Please give the records below again in full, exactly, with the images left out.
=== Section Start ===
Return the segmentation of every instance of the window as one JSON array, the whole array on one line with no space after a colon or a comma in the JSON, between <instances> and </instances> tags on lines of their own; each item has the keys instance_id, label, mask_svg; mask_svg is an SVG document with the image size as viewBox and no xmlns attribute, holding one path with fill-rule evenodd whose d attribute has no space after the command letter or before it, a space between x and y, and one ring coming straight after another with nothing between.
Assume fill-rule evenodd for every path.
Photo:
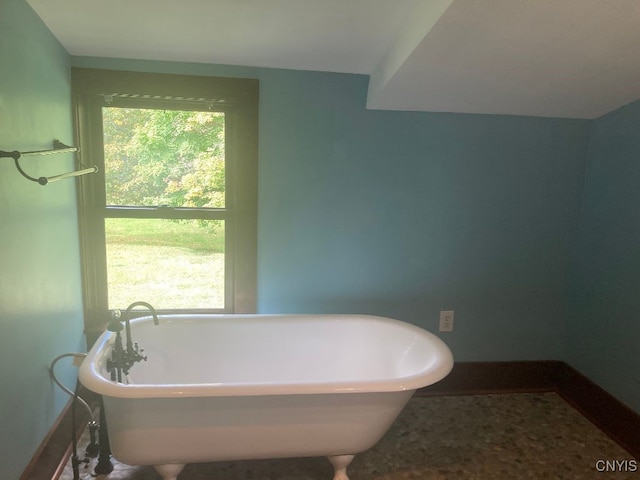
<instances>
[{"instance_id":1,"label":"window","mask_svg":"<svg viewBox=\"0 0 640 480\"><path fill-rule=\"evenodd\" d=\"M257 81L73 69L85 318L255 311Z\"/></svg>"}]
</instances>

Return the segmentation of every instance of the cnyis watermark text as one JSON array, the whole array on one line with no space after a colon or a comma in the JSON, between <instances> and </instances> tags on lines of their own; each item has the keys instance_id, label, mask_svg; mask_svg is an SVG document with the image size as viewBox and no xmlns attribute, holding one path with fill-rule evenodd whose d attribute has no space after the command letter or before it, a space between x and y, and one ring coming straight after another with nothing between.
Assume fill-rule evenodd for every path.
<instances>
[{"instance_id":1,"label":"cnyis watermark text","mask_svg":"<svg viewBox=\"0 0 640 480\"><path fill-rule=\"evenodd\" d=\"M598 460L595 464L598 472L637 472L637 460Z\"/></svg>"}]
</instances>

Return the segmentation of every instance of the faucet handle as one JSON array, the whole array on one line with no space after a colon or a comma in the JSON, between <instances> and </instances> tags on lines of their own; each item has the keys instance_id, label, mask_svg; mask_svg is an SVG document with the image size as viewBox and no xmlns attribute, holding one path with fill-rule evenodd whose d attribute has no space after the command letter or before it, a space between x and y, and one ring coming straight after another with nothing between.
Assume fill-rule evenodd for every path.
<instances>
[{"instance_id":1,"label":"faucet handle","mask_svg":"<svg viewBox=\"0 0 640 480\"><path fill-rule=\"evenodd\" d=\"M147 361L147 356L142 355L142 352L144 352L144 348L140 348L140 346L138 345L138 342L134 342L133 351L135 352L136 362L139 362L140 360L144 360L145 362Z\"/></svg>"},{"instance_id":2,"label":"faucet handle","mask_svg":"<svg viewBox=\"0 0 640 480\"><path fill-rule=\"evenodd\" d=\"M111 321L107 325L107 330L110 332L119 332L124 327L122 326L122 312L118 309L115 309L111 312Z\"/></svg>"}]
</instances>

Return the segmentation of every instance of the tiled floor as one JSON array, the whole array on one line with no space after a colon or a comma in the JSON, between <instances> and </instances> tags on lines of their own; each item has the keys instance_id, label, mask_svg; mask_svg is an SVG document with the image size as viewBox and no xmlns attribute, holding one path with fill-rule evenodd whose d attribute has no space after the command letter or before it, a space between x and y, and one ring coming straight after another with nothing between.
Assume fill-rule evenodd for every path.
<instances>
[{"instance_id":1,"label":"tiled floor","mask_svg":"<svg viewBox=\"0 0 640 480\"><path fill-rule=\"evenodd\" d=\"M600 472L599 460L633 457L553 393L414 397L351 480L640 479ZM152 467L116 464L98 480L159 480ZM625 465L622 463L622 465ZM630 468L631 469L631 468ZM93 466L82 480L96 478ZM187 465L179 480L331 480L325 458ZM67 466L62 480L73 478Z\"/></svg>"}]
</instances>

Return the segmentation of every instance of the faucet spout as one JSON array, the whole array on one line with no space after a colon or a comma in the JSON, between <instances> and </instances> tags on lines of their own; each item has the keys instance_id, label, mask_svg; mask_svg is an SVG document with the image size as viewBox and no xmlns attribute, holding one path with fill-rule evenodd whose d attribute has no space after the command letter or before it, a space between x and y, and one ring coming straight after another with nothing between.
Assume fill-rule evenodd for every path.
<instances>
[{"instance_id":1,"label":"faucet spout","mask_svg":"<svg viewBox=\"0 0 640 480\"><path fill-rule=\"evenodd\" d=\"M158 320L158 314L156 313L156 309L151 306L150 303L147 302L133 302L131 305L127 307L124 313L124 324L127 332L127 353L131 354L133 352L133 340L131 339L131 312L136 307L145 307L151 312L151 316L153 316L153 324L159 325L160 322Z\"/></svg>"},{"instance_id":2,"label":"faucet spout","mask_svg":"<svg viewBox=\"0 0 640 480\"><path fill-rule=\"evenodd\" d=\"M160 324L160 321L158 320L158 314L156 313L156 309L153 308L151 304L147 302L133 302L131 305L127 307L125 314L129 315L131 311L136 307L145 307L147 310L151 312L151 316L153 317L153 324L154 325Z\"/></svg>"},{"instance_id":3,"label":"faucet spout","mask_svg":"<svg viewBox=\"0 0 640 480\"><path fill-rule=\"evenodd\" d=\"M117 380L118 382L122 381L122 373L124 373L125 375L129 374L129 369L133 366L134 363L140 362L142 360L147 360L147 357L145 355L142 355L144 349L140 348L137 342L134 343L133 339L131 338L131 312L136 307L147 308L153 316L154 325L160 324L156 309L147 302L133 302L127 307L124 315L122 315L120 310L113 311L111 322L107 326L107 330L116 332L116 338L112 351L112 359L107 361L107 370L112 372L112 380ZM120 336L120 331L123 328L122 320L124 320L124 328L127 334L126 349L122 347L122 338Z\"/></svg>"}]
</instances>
=== Section End ===
Answer space:
Return the segmentation of every instance of the window as one JSON array, the whole array on one line with no space after a colon or a comma in the JSON, between <instances> and </instances> tags on lines of their own; each item has the keys instance_id, label, mask_svg; mask_svg is an SVG document with the image size as viewBox and no xmlns attribute, holding one path with fill-rule evenodd whose d attribute has no space after the command letter or before it, a space between x and y, and one ring coming straight after another with nothing between.
Assume fill-rule evenodd for every path.
Photo:
<instances>
[{"instance_id":1,"label":"window","mask_svg":"<svg viewBox=\"0 0 640 480\"><path fill-rule=\"evenodd\" d=\"M257 81L73 69L85 318L255 311Z\"/></svg>"}]
</instances>

Return the segmentation of every instance of the cnyis watermark text as one JSON array, the whole array on one line with no space after a colon or a comma in the JSON, between <instances> and </instances> tags on lines of their own; each item has the keys instance_id, label, mask_svg; mask_svg is an SVG document with the image size as viewBox and no xmlns attribute, holding one path with fill-rule evenodd whose d attribute has no space after the command letter or before it, a space between x and y, and one ring coming straight after another with nothing between.
Assume fill-rule evenodd for every path.
<instances>
[{"instance_id":1,"label":"cnyis watermark text","mask_svg":"<svg viewBox=\"0 0 640 480\"><path fill-rule=\"evenodd\" d=\"M598 460L595 464L598 472L637 472L637 460Z\"/></svg>"}]
</instances>

Return the segmentation of every instance of the faucet handle as one JSON array, the whole array on one line with no space after a colon or a comma in the JSON, between <instances> and </instances> tags on lines of their own; each item has the keys instance_id, label, mask_svg; mask_svg is an SVG document with the image size as viewBox and no xmlns attribute, holding one path with fill-rule evenodd whose d attribute has no space after the command letter or before it, a space between x and y, and one ring coming straight after another with nothing between.
Assume fill-rule evenodd for every path.
<instances>
[{"instance_id":1,"label":"faucet handle","mask_svg":"<svg viewBox=\"0 0 640 480\"><path fill-rule=\"evenodd\" d=\"M147 361L147 356L142 355L142 352L144 352L144 348L140 348L140 346L138 345L138 342L134 342L133 351L135 352L136 362L139 362L140 360L144 360L145 362Z\"/></svg>"},{"instance_id":2,"label":"faucet handle","mask_svg":"<svg viewBox=\"0 0 640 480\"><path fill-rule=\"evenodd\" d=\"M111 321L107 325L107 330L110 332L119 332L124 327L122 326L122 312L118 309L115 309L111 312Z\"/></svg>"}]
</instances>

Return the segmentation of every instance of the tiled floor as one JSON array, the whole array on one line with no space after a colon or a comma in the JSON, between <instances> and </instances> tags on lines of their own; each item has the keys instance_id, label, mask_svg; mask_svg is an SVG document with the image size as viewBox and no xmlns attribute, holding one path with fill-rule evenodd whose d attribute has no space after the command letter or before it, a space between x and y, and one ring coming straight after another with nothing between.
Assume fill-rule evenodd for every path.
<instances>
[{"instance_id":1,"label":"tiled floor","mask_svg":"<svg viewBox=\"0 0 640 480\"><path fill-rule=\"evenodd\" d=\"M600 472L599 460L633 457L553 393L414 397L351 480L640 479ZM152 467L116 464L98 480L159 480ZM625 465L622 463L622 465ZM630 468L631 469L631 468ZM93 466L82 480L96 478ZM187 465L179 480L331 480L325 458ZM67 466L62 480L73 478Z\"/></svg>"}]
</instances>

Return the segmentation of every instance of the faucet spout as one JSON array, the whole array on one line with no space after a colon or a comma in the JSON, between <instances> and </instances> tags on lines of their own; each item has the keys instance_id, label, mask_svg; mask_svg is an SVG document with the image size as viewBox and no xmlns attribute, holding one path with fill-rule evenodd whose d attribute has no space after the command letter or before it, a space between x and y, and one ring coming straight after another with nothing between.
Assume fill-rule evenodd for every path.
<instances>
[{"instance_id":1,"label":"faucet spout","mask_svg":"<svg viewBox=\"0 0 640 480\"><path fill-rule=\"evenodd\" d=\"M158 320L158 314L156 313L156 309L151 306L150 303L147 302L133 302L131 305L127 307L124 313L124 324L127 332L127 353L131 354L133 352L133 340L131 339L131 312L136 307L145 307L151 312L151 316L153 316L153 324L159 325L160 322Z\"/></svg>"},{"instance_id":2,"label":"faucet spout","mask_svg":"<svg viewBox=\"0 0 640 480\"><path fill-rule=\"evenodd\" d=\"M160 324L160 321L158 320L158 314L156 313L156 309L153 308L151 304L147 302L133 302L131 305L127 307L125 314L129 315L131 311L136 307L145 307L147 310L151 312L151 316L153 317L153 324L154 325Z\"/></svg>"},{"instance_id":3,"label":"faucet spout","mask_svg":"<svg viewBox=\"0 0 640 480\"><path fill-rule=\"evenodd\" d=\"M117 380L118 382L122 381L122 373L124 373L125 375L129 374L129 369L133 366L134 363L140 362L142 360L147 360L147 357L145 355L142 355L144 349L140 348L137 342L134 343L133 339L131 338L131 312L136 307L147 308L153 316L154 325L160 324L156 309L147 302L133 302L127 307L124 315L122 315L120 310L113 311L111 322L107 326L107 330L116 332L116 338L112 351L112 359L107 361L107 370L112 372L112 380ZM120 336L120 331L123 328L122 320L124 320L124 328L127 334L126 349L122 347L122 338Z\"/></svg>"}]
</instances>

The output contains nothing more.